** AIM **
Rewrite the records below, switching every "Coordinates" to "Locations" and leaving everything else unchanged.

....

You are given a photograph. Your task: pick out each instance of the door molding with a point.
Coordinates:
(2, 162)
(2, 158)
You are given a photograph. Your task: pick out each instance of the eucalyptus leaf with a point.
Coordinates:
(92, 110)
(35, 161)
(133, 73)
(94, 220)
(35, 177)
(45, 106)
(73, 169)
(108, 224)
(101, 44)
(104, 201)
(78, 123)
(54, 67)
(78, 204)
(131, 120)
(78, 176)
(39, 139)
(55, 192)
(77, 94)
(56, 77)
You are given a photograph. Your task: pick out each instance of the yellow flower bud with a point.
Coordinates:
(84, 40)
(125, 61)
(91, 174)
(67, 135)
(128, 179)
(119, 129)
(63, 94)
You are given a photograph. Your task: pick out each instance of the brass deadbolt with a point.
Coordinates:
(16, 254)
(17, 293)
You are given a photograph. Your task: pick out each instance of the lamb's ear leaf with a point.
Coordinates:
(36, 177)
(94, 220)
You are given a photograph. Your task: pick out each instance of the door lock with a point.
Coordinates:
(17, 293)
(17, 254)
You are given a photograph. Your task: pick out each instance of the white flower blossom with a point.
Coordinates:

....

** THE SOLUTION **
You are given a photograph. Your task: pick out each instance of the door molding with a point.
Locations:
(2, 162)
(2, 158)
You are given a photograph. Your task: pick out each instance of the eucalyptus leaf with a point.
Locations:
(92, 110)
(35, 161)
(133, 73)
(94, 220)
(35, 177)
(45, 106)
(73, 169)
(108, 224)
(101, 44)
(104, 201)
(78, 123)
(54, 67)
(78, 204)
(131, 120)
(78, 176)
(39, 139)
(55, 192)
(77, 94)
(56, 77)
You are given a photograph. Your task: pick out each instance of the yellow flower bud with a point.
Locations:
(84, 40)
(125, 61)
(91, 174)
(67, 135)
(128, 179)
(119, 129)
(63, 94)
You are given a photograph. Your task: pick out each instance of the brass deadbolt with a point.
Locations:
(16, 254)
(17, 293)
You are given a photograph. Your task: pick out each instance of the lamb's ear leaf with a point.
Locations:
(36, 177)
(94, 220)
You are given a photograph. Your task: pick out each instance of the door lock with a point.
Locations:
(17, 293)
(17, 254)
You are given a photograph. Your task: pick out each instance of the white flower blossom with a point.
Locations:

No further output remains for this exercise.